» Выбранный отрывок
┄┄┄┄┄┄┄┄┄┄┄┄┄┄┄┄┄┄┄┄
Только сжигать свои станицы и хутора.
Таким образом, в лице всего казачества мы видим жестоких мстителей коммунистам за поруганную правду, за поруганную справедливость, что в связи с общим недовольством трудящегося крестьянства Россия, вызванным теми коммунистами, – грозит окончательною гибелью революционным завоеваниям и новым тяжким рабством народу.
Чтобы спасти революционные завоевания, остается единственный путь: свалить партию коммунистов.
Лишь только это известие на Южном фронте дойдет до слуха казаков – они тотчас же остановятся и отвернутся от генералов и помещиков, за которыми идут только во имя поруганной правды.
Мне, вызванному 14 июня с Западного фронта в шестичасовой срок, где я принял в командование 16-ю армию, – спасать положение на Южном фронте, – 5 июля было поручено формирование корпуса из 3 дивизий, преимущественно из донских беженцев. Формирование должно быть закончено 15 августа, но к этому числу мы видим только три полка, почти безоружных, раздетых и разутых людей, причем вооружение и снабжение и для этих людей искусственно задерживается, что в конце концов может привести к недовольству, а там на очереди опять карательные отряды и усмирения.
Остановка формирования произошла, по-видимому, вследствии поданной мною 24 июня со ст. Анна телеграммы, в которой я указывал на создавшееся положение на Южном фронте в связи со зверствами коммунистов, и рекомендовал сделать народу уступку и созвать народное представительство от трудящихся.
┄┄┄┄┄┄┄┄┄┄┄┄┄┄┄┄┄┄┄┄
» Исходные записи
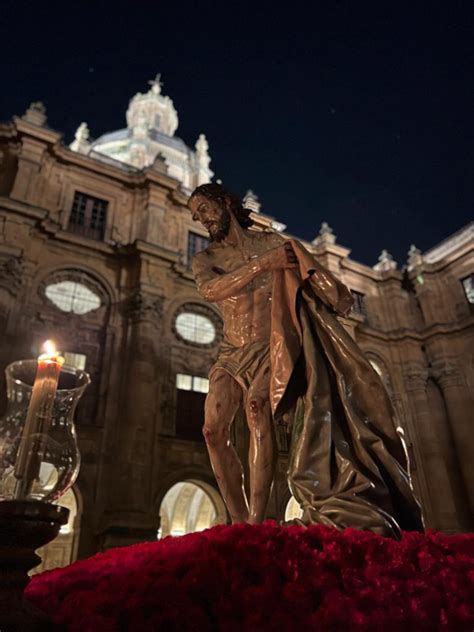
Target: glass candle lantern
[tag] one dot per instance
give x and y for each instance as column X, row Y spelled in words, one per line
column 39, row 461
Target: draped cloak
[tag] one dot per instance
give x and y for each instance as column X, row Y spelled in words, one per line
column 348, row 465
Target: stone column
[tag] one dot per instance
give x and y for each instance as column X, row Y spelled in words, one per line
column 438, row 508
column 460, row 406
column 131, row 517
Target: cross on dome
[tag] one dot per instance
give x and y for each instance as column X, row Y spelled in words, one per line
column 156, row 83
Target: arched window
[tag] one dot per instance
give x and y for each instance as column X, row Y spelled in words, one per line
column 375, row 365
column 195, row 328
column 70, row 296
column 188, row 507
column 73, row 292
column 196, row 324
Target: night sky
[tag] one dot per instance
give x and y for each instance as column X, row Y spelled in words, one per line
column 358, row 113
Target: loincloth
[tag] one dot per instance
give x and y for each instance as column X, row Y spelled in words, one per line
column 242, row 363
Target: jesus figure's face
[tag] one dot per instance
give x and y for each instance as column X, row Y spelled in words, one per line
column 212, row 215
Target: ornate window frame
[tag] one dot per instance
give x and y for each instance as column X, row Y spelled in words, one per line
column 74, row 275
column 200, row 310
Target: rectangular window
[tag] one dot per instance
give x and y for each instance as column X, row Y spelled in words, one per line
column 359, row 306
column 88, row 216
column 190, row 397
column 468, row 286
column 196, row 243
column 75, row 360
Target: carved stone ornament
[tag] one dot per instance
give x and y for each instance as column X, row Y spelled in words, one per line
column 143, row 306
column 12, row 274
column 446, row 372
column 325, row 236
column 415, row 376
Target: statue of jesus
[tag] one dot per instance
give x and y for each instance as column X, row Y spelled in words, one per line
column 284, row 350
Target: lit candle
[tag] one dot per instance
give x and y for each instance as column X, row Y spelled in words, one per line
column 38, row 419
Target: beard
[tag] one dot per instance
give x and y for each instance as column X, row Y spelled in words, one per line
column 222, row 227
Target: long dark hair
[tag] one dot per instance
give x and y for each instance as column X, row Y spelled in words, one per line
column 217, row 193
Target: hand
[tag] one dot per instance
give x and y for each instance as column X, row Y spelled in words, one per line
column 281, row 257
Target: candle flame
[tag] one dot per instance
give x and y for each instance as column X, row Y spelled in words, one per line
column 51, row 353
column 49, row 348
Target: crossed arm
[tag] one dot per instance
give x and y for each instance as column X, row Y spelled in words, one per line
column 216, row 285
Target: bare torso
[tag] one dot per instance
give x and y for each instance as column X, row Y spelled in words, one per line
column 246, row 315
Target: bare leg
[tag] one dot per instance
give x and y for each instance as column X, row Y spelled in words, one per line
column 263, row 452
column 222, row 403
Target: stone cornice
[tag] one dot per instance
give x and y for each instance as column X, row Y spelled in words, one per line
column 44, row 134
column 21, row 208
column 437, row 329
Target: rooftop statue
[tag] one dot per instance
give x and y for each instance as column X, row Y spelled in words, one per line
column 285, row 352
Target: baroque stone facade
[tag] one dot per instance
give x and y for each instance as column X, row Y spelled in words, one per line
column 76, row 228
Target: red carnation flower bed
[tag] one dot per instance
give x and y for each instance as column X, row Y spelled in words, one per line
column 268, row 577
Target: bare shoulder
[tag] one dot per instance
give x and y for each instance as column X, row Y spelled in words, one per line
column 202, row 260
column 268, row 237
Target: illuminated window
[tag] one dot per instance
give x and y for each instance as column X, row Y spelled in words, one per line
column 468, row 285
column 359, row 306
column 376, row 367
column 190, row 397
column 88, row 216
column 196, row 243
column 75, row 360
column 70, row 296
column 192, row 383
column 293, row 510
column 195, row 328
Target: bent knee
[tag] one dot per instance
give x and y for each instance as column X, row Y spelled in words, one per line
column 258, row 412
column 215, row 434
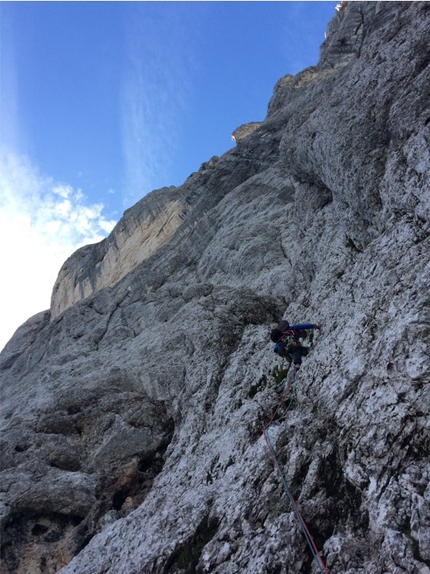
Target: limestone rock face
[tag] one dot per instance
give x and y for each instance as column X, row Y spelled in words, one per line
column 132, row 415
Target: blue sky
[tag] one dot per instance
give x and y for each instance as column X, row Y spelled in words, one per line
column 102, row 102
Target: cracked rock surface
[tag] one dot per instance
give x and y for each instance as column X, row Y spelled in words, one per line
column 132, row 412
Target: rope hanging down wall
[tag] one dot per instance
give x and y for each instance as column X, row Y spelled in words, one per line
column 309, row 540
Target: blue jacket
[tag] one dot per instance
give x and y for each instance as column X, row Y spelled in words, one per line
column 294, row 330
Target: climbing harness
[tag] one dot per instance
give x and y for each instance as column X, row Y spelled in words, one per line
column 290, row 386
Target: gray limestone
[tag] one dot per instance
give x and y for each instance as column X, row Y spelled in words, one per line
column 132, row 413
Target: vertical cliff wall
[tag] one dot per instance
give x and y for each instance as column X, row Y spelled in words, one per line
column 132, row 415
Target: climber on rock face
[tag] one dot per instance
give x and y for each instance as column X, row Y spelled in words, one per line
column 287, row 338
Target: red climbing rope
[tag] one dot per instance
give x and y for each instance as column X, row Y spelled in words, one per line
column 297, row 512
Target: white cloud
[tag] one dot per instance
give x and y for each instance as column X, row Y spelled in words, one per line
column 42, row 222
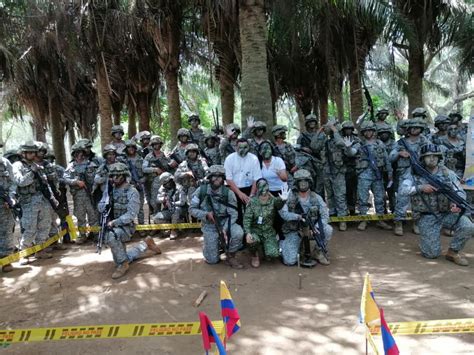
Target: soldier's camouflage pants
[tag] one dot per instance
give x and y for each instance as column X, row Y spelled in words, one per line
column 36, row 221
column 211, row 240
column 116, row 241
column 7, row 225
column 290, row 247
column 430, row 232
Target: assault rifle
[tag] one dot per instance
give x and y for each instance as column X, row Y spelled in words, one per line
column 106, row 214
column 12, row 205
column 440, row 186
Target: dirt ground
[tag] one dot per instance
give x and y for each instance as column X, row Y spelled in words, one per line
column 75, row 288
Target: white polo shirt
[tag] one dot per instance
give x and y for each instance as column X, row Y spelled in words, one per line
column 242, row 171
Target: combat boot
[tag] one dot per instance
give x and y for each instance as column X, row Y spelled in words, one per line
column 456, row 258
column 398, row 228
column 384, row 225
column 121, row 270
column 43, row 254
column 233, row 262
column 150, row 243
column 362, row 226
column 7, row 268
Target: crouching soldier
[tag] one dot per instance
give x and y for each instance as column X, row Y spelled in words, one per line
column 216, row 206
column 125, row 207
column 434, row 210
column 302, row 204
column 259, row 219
┄┄┄┄┄┄┄┄┄┄┄┄┄┄┄┄┄┄┄┄
» Задание
Пожалуйста, замените в отрывке «казаков» на «станичников» и перепишите его часть: начните с предложения, где есть «Только сжигать свои», и закончите словами «имя поруганной правды.». Записи для выполнения заданий не нужны.

» Ответ к заданию
Только сжигать свои станицы и хутора.
Таким образом, в лице всего казачества мы видим жестоких мстителей коммунистам за поруганную правду, за поруганную справедливость, что в связи с общим недовольством трудящегося крестьянства Россия, вызванным теми коммунистами, – грозит окончательною гибелью революционным завоеваниям и новым тяжким рабством народу.
Чтобы спасти революционные завоевания, остается единственный путь: свалить партию коммунистов.
Лишь только это известие на Южном фронте дойдет до слуха станичников – они тотчас же остановятся и отвернутся от генералов и помещиков, за которыми идут только во имя поруганной правды.